** WORK INSTRUCTION **
Character for character, write out the data below.

** SOURCE MATERIAL **
--------------------

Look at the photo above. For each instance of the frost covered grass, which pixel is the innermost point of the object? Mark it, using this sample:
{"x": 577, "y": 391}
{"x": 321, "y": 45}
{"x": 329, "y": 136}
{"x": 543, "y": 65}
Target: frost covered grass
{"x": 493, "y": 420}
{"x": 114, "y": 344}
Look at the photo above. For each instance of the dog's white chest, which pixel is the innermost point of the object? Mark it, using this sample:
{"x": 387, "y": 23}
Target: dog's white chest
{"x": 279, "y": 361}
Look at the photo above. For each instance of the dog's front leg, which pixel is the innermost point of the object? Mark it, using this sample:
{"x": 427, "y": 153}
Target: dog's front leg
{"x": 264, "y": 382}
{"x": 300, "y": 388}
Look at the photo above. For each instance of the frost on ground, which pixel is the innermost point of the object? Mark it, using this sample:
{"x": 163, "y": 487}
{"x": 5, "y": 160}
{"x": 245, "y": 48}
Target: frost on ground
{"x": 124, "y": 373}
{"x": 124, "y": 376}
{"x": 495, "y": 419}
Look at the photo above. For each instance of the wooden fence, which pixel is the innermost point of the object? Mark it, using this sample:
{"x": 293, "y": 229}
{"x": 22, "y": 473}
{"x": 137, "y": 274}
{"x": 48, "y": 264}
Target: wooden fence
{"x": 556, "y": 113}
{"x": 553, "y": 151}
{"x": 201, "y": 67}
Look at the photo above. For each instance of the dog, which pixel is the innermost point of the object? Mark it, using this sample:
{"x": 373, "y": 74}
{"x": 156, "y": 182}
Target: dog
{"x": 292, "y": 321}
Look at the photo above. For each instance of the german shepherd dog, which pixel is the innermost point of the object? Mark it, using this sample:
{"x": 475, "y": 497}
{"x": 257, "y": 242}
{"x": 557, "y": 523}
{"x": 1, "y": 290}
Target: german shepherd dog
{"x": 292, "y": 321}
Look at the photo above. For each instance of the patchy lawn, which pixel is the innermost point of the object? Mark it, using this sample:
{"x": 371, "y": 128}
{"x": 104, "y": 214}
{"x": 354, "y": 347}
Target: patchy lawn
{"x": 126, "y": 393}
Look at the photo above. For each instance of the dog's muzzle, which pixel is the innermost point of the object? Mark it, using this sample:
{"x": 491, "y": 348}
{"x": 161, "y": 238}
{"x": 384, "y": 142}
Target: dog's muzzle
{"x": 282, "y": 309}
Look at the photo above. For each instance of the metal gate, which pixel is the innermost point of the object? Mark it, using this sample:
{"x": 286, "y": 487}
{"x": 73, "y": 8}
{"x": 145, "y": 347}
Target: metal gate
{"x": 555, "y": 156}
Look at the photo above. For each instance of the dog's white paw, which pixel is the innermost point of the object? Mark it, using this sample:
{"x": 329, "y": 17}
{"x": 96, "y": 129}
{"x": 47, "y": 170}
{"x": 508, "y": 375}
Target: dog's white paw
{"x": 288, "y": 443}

--------------------

** TASK RESULT **
Look at the photo above. For each instance of the frost covered grass, which pixel is the innermost point of the object? Mark it, using this sample:
{"x": 577, "y": 391}
{"x": 321, "y": 45}
{"x": 329, "y": 136}
{"x": 543, "y": 65}
Target: frost covered grass
{"x": 493, "y": 420}
{"x": 114, "y": 344}
Look at the photo above. For each instance of the dog's white chest, which pixel is the innermost point of the object? Mark it, using this sample:
{"x": 387, "y": 23}
Target: dog's white chest
{"x": 279, "y": 361}
Look at the photo above. For each instance of the dog's front leg, which pixel is the innermost point of the object? Mark it, using this sample:
{"x": 427, "y": 153}
Target: dog's front leg
{"x": 264, "y": 382}
{"x": 300, "y": 388}
Look at the photo above. For each instance of the frost on ground, which pixel is the innermost point of the object? Mark it, using this sample:
{"x": 163, "y": 487}
{"x": 5, "y": 160}
{"x": 245, "y": 48}
Target: frost on ground
{"x": 124, "y": 373}
{"x": 124, "y": 376}
{"x": 495, "y": 419}
Look at the photo above. For each instance of the wooden fence, which pixel is the innermost point of the object? Mark it, using this sample:
{"x": 293, "y": 229}
{"x": 22, "y": 473}
{"x": 137, "y": 274}
{"x": 48, "y": 264}
Target: wooden fence
{"x": 556, "y": 113}
{"x": 553, "y": 151}
{"x": 201, "y": 67}
Look at the photo above. For each instance of the dog, which pixel is the innermost point of the object? Mark it, using this sample:
{"x": 373, "y": 74}
{"x": 156, "y": 182}
Target: dog
{"x": 292, "y": 321}
Look at the photo above. For each instance of the german shepherd dog, which pixel is the innermost point of the object? Mark it, using this sample:
{"x": 475, "y": 497}
{"x": 257, "y": 242}
{"x": 557, "y": 523}
{"x": 1, "y": 290}
Target: german shepherd dog
{"x": 292, "y": 321}
Look at the photo above. For each instance of the patchy lawn, which pixel is the innermost point of the object? Mark it, using this sample:
{"x": 371, "y": 128}
{"x": 104, "y": 214}
{"x": 354, "y": 347}
Target: patchy lawn
{"x": 126, "y": 393}
Look at the photo above. For each instance of the dog's muzzle, which pixel is the innermost point of the object? Mark it, using this sample:
{"x": 491, "y": 348}
{"x": 161, "y": 238}
{"x": 384, "y": 142}
Target: dog's muzzle
{"x": 282, "y": 309}
Look at the photo above. For each instance of the metal gate, which pixel is the innermost point of the object? Mark it, using this sample:
{"x": 286, "y": 487}
{"x": 73, "y": 8}
{"x": 145, "y": 347}
Target: metal gate
{"x": 555, "y": 156}
Look at the photo above. For each instance of the dog's white paw, which pixel is the innermost point of the object? Mark it, using this sample:
{"x": 329, "y": 17}
{"x": 96, "y": 129}
{"x": 47, "y": 170}
{"x": 508, "y": 375}
Target: dog's white paw
{"x": 288, "y": 443}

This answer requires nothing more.